◆ **Entries from an annotation dataset**:

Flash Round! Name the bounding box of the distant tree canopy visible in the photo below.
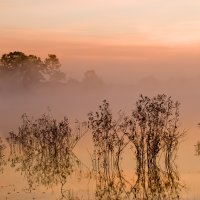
[0,51,65,85]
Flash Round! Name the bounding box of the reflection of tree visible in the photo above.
[0,138,5,172]
[8,115,86,197]
[127,95,183,200]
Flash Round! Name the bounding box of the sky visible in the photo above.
[0,0,200,83]
[0,0,200,198]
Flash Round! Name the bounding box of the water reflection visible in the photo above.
[89,95,184,200]
[7,115,87,198]
[0,138,5,173]
[3,95,184,200]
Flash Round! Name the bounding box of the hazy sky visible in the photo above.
[0,0,200,82]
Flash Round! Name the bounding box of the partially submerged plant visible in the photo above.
[7,114,86,198]
[89,100,130,200]
[127,94,183,200]
[0,138,5,172]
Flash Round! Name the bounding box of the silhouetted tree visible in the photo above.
[44,54,65,82]
[0,51,65,86]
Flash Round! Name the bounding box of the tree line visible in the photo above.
[0,94,184,200]
[0,51,103,88]
[0,51,65,85]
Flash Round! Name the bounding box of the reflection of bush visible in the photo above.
[89,95,183,200]
[8,115,86,196]
[0,138,5,172]
[5,95,183,200]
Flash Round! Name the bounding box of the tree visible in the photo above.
[44,54,65,82]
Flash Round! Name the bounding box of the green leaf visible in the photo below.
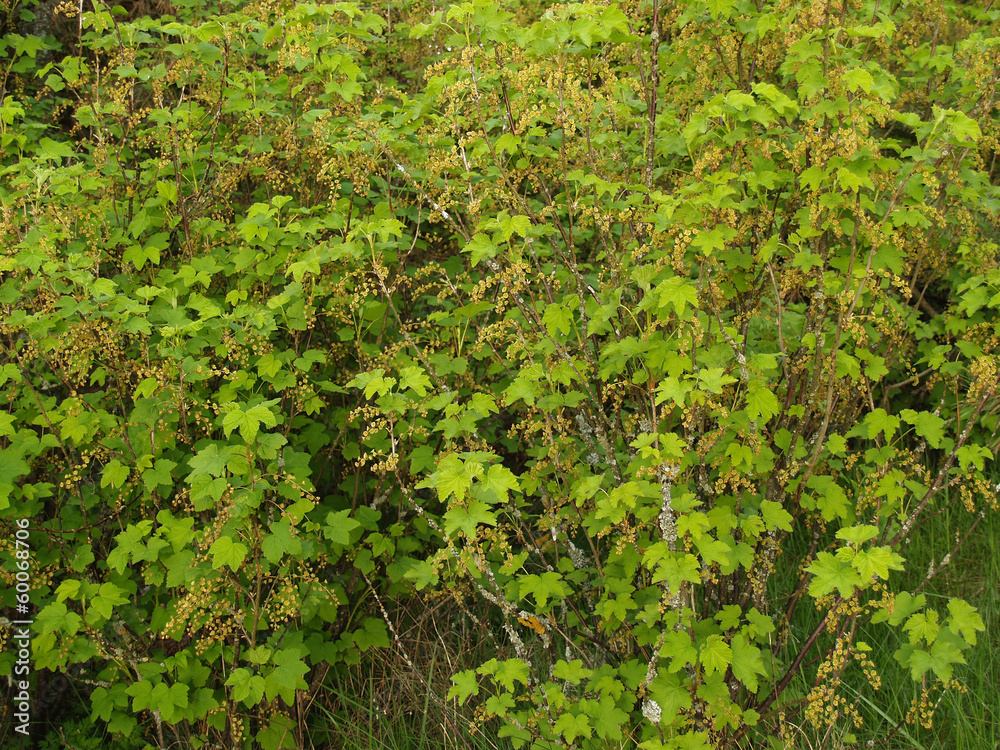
[542,303,573,337]
[948,599,986,646]
[899,409,945,448]
[698,367,736,394]
[264,648,309,706]
[747,380,780,424]
[806,552,862,599]
[399,367,431,398]
[760,500,794,531]
[656,276,698,317]
[903,609,941,643]
[444,500,497,539]
[701,635,733,674]
[226,667,264,708]
[447,669,479,706]
[732,633,767,693]
[553,712,593,744]
[261,521,302,564]
[209,536,248,572]
[580,695,629,742]
[101,458,129,489]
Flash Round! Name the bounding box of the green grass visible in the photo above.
[860,500,1000,750]
[315,484,1000,750]
[773,484,1000,750]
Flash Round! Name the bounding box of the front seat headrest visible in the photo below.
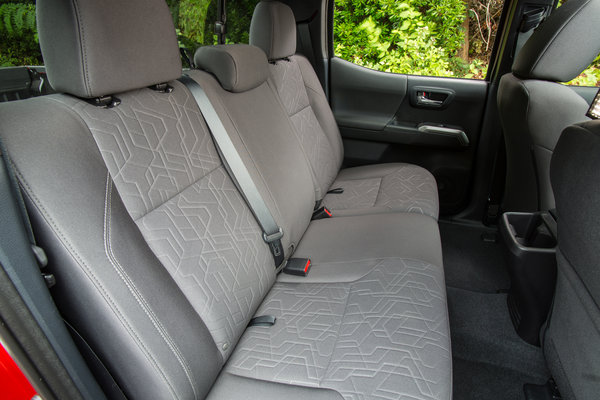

◆ **The problem**: Please rewrite all the rows above with "Flash Round" changed to "Speed Round" and everything else left as is. Omit the pictures.

◆ **Exercise result**:
Speed Round! Name the bounding box of the distant tree canopy visible in the photo below.
[0,51,65,85]
Speed Round! Name the bounding box of the reflection of tree visible in the photo above.
[0,138,5,172]
[8,115,86,197]
[127,95,183,200]
Speed Round! Name the bounding box of the sky visible in the photo above.
[0,0,200,83]
[0,0,200,198]
Speed Round! Name the bounding box of the water reflection visible in the photo above.
[89,95,184,200]
[7,115,87,198]
[0,138,5,173]
[3,95,184,200]
Speed Round! Name the bounding box of the hazy sky visible in the photo above.
[0,0,200,82]
Speed Round! Name the bounding box of the partially submerged plant visible in the photo above.
[7,114,86,198]
[89,100,130,200]
[127,94,183,200]
[0,138,5,172]
Speed Round! Name the bounding box of the silhouetted tree visible in the photo above.
[44,54,65,82]
[0,51,65,86]
Speed Round! Name the bounding box of the tree line visible in the photo above.
[0,94,184,200]
[0,51,103,88]
[0,51,65,85]
Speed Round! Name the bounding box of the reflection of bush visible in the photo above.
[89,95,183,200]
[8,115,86,196]
[0,138,5,172]
[5,95,183,200]
Speed Round! Name the bounding box of the tree visible in the photo above.
[44,54,65,82]
Speed Round! Name the bounding box of the green leaf visible in the photo below.
[542,303,573,337]
[948,599,986,646]
[899,409,945,448]
[698,367,736,394]
[264,648,309,706]
[747,380,780,424]
[806,552,862,599]
[399,367,431,398]
[760,500,794,531]
[656,276,698,317]
[903,609,941,643]
[444,500,497,539]
[701,635,733,674]
[226,667,264,708]
[447,669,479,706]
[732,633,767,693]
[553,712,593,744]
[261,521,302,564]
[209,536,248,572]
[580,695,629,742]
[101,458,129,489]
Speed Round! Name the bounding box of the green grass visible in the photo above.
[860,500,1000,750]
[315,484,1000,750]
[773,484,1000,750]
Speed Round! Name the bounding box of the front seat headrest visible in the photo below.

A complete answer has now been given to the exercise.